- Vorliegender Text:
# domain inhaber



## Anonymous (8 Januar 2006)

hi ich muss dringend wissen wie man den Domaininhaber einer tv. Domain raus bekommt. Auf der Seite ist kein Impressum.  GANZ WICHTIG


----------



## Reducal (8 Januar 2006)

Da haste aber Pech, der muss auch kein Impressum angeben



> .tv (Tuvalu) steht als Domain-Endung für "TeleVision". .tv-Domains sind daher besonders gut geeignet für Fernsehsender, TV-Produktionen und für alle Unternehmen im Medien-Bereich. Prominente Beispiele für "aktive" .tv-Domains sind etwa viva.tv, mtv.tv oder chip.tv.



Ansonsten gib´ mal die Domain > HIER < ein, den tatsächlichen Inhaber zu errreichen, ist jedoch nicht erfolgversprechend.


----------



## Anonymous (8 Januar 2006)

klappte leider nicht. trotzdem danke!


----------



## Captain Picard (8 Januar 2006)

> .tv (Tuvalu) steht als Domain-Endung für "TeleVision". .tv-Domains sind daher besonders gut geeignet für Fernsehsender, TV-Produktionen und für alle Unternehmen im Medien-Bereich. Prominente Beispiele für "aktive" .tv-Domains sind etwa viva.tv, mtv.tv oder chip.tv.


nach meinen  Erfahrungen sind das die ganz großen Ausnahmen. Die überwältigende Mehrzahl der *.tv 
Domains sind "halbseidene" Seiten, die ihre Identität verschleiern  wollen

cp


----------



## Reducal (8 Januar 2006)

Captain Picard schrieb:
			
		

> sind das die ganz großen Ausnahmen.


War ja auch mal so zur Orientierung für den Fragesteller.



			
				Anonymous schrieb:
			
		

> klappte leider nicht.


Dann schreibe mal nur den Namen hier her, ohne www und ohne die Endung.


----------



## sascha (8 Januar 2006)

Die sollten sich mal ein Beispiel an Tokelau nehmen. Da ist bald Schluss mit Abzockangeboten über tk-Domains...


----------



## Aka-Aka (8 Januar 2006)

Auch Heikos (es sei mal wieder erwähnt: genialer) whois-Service schickt einen zum Verisign-dot-tv-eigenen whois-server... und dieser link scheint irgendwie sessionabhängig kreiert zu werden...
http://www.tv/de-def-[irgendein Salat]/cgi-bin/whois.cgi?domain=[Domainname]&tld=tv

Dort erfährt man immer öfter: "Für diese Domain sind keine whois-Daten hinterlegt".

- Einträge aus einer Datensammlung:
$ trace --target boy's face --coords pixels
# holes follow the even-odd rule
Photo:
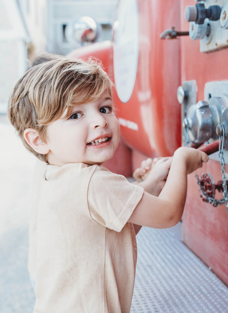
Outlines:
[[[113,103],[105,91],[96,101],[72,107],[48,126],[49,162],[62,166],[82,162],[101,165],[113,156],[119,143],[120,126]]]

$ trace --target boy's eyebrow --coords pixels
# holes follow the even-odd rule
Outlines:
[[[111,101],[112,101],[112,99],[111,97],[105,97],[105,98],[104,98],[104,100],[106,101],[106,100],[110,100]]]

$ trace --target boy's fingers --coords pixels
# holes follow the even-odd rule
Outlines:
[[[202,157],[203,162],[207,162],[209,160],[209,156],[204,152],[201,152],[201,153],[202,154]]]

- Zu erledigen:
1. Erkläre in ein bis drei Sätzen, warum sich .tv-Domains laut dem Zitat im Forenthread über .tv-Domains besonders für Fernsehsender eignen.
2. Setze den Forenthread über .tv-Domains nach seinem letzten Beitrag fort.

- Ergebnisse:
1. Die Domain-Endung .tv gehört eigentlich zu Tuvalu, steht aber für „TeleVision“. Deshalb gelten .tv-Domains als besonders geeignet für Fernsehsender, TV-Produktionen und alle Unternehmen im Medienbereich.

2.
Ich wollte bei der Firma mit der eigenwilligen Internetadresse www[].tv - also www[nichts (!)].tv schon mal nachfragen, warum das so ist...
Die Firma hat irgendwie auch keine richtigen Angaben über sich auf der Seite, einzige Kontaktadresse ist die von Verisign (und die findet man z.B. in den "Terms" auf der englischen .tv-Seite)

Sehr lustig ist es auch, bei dot tv auf "Hilfe" zu klicken... Zum Thema whois steht da 





> Da The .tv Corporation jetzt eine offene Whois Datenbank anbietet, wieviel Datenschutz kann ich erwarten? Für unsere .cc, .biz und .info Kunden folgen wir den von der ICANN vorgegebenen Richtlinien für Whois Veröffentlichungen. Diese Whois-Veröffentlichung schließt die Information von Admin-C und Tech-C aller .cc, .biz und .info Domains ein.


 - und für tv-Endungen? Gilt das Stammesrecht von Tuvalu?

[off topic]
zu beachten auch die Antwort auf die Frage nach dem Hosting-Service:


> An wen wende ich mich, wenn ich mich für einen Web-Hosting-Dienst anmelden möchte?
> Die .tv Corporation bietet selber kein Web Hosting an, aber wir können Ihnen empfehlen sich an www.***.de zu wenden. Dieser Anbieter ist sehr zuverlässig und preiswert. Sie können Ihre .tv Domain ab dem Visitenkartenpaket dort hosten lassen. Schon für 30,60 Euro im Jahr erhalten Sie 10 MB Webspace, 10 POP Email Konten und vieles weitere. Wenn Sie also Ihre .tv Adresse nutzen möchten, wenden Sie sich an [email protected]***.de oder 07771-917***



Ei kuck an, war der nicht mal "europäischer Ansprechpartner" für die "US-Firma" "Digital Simplex" und GF einer spanischen Dialerfirma?


----------



## Anonymous (8 Januar 2006)

die seite nennt sich homevideo nervt ziemlich da ich seit 3 monaten per sms und e-mail täglich belästigt werde!! würde mal gerne wissen woher die hany nr. und email adresse haben diese seite habe ich nie besucht


----------



## Aka-Aka (8 Januar 2006)

Das Wort mit H und video und dann tv?
da klappt doch die Whois-Abfrage...
http://www.tv/cgi-bin/whois.cgi?domain=h***video&tld=tv
(du musst natürlich die Sternchen weglassen...)
(oder Heikos whois und dann in diesem Satz auf "LINK" klicken: 





> "Der Registrar von .tv bietet keinen direkt zugänglichen whois-Server. Bitte klicken Sie auf diesen Link."


)

Die Firma mit der Adresse in Dublin ist mir schon bekannt, aber mei, wen kenn ich nicht? 

Gib mal "Transl**** International Ltd" bei google ein, da findest Du noch einen cache eines Impressums mit abweichender Adresse in Dublin und sogar eine 118xx-Zuordnung der Bundesnetzagentur...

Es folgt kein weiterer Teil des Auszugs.